Blaoui Houari ( Blawī al-Hwārī; 23 January 1926 – 19 July 2017) was an Algerian singer-songwriter, composer and conductor. Over the course of his career, he recorded over 900 songs and released over 100 albums.

Early life
Blaoui Houari was born on 23 January 1926 in Oran, Western Algeria, then French Algeria. His father, who owned a bar in Oran, played the Kwitra. Houari left school at 13 to work for his father.

Career
Houari began his career as a singer-songwriter in the 1940s, when he first played music at weddings and circumcision ceremonies. He also composed songs and played the piano, the guitar, the mandolin and the accordion. He released his first album in 1955, which included a cover of Benyekhlef Boutaleb's song Rani M’hayer. In 1986, he released Dikrayat Wahran, an album about Oran. Over the course of his career, he recorded over 900 songs and released over 100 albums.

With Ahmed Wahby, Houari co-founded El Asri, a musical style which blended traditional Arab music with Bedouin rhythm and Oranian dialect. For example, he turned Abdelkader El-Khaldi's poems into songs.

During the Algerian War, Houari was arrested by the French army and detained in Sig for his pro-Algerian songs. When Algeria became an independent nation in 1962, he became the head of Oran's public radio and television stations. In 1970, he conducted the Algerian National Orchestra at Expo '70 in Osaka, Japan.

Extracted data:
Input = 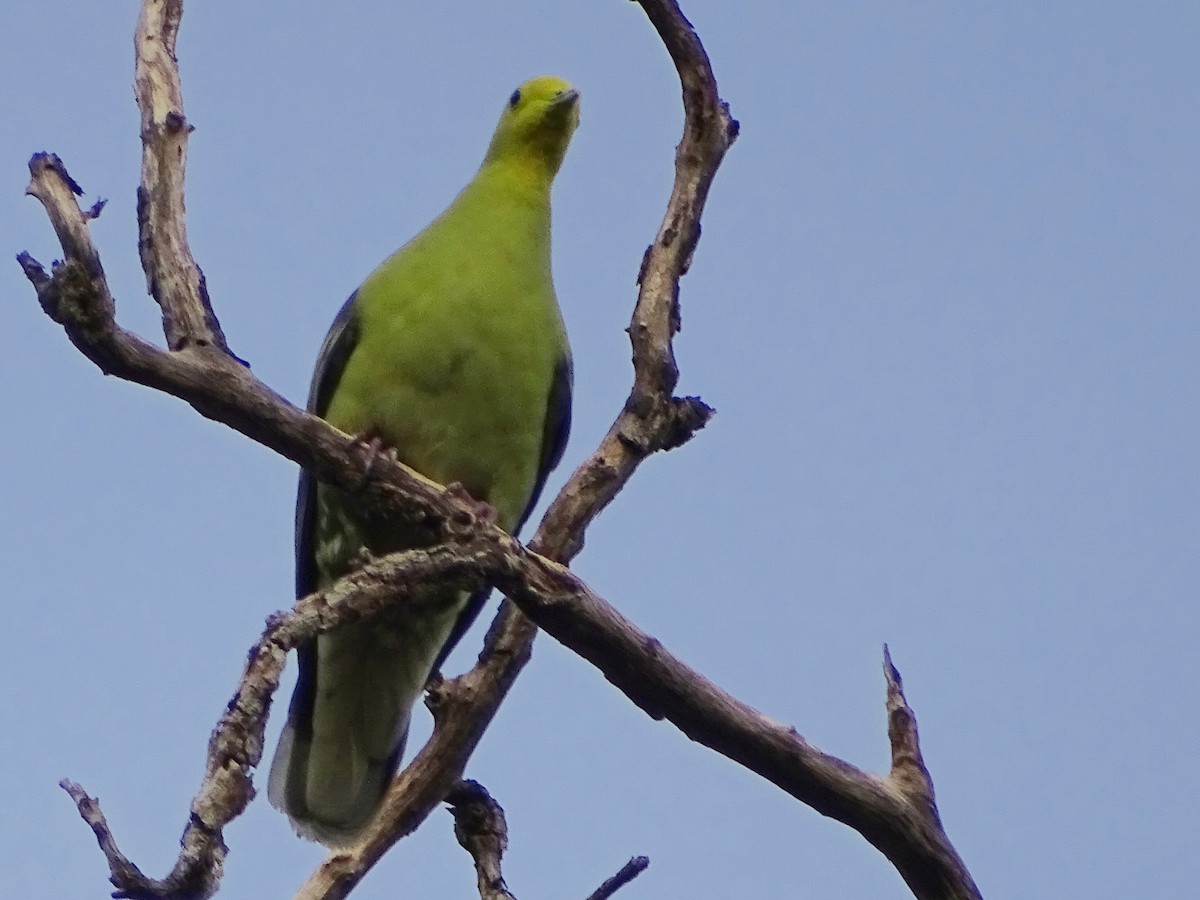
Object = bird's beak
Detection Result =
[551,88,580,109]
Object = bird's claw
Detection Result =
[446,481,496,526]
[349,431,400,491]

Tasks:
• A. Echo a passage of the Blaoui Houari biography word for word. Begin at the words "With Ahmed Wahby, Houari" and stop after "in Osaka, Japan.".
• B. According to the Blaoui Houari biography, where was Houari detained during the Algerian War?
The items have no part in this work.

Exercise solutions:
• A.
With Ahmed Wahby, Houari co-founded El Asri, a musical style which blended traditional Arab music with Bedouin rhythm and Oranian dialect. For example, he turned Abdelkader El-Khaldi's poems into songs.

During the Algerian War, Houari was arrested by the French army and detained in Sig for his pro-Algerian songs. When Algeria became an independent nation in 1962, he became the head of Oran's public radio and television stations. In 1970, he conducted the Algerian National Orchestra at Expo '70 in Osaka, Japan.

• B. He was detained in Sig.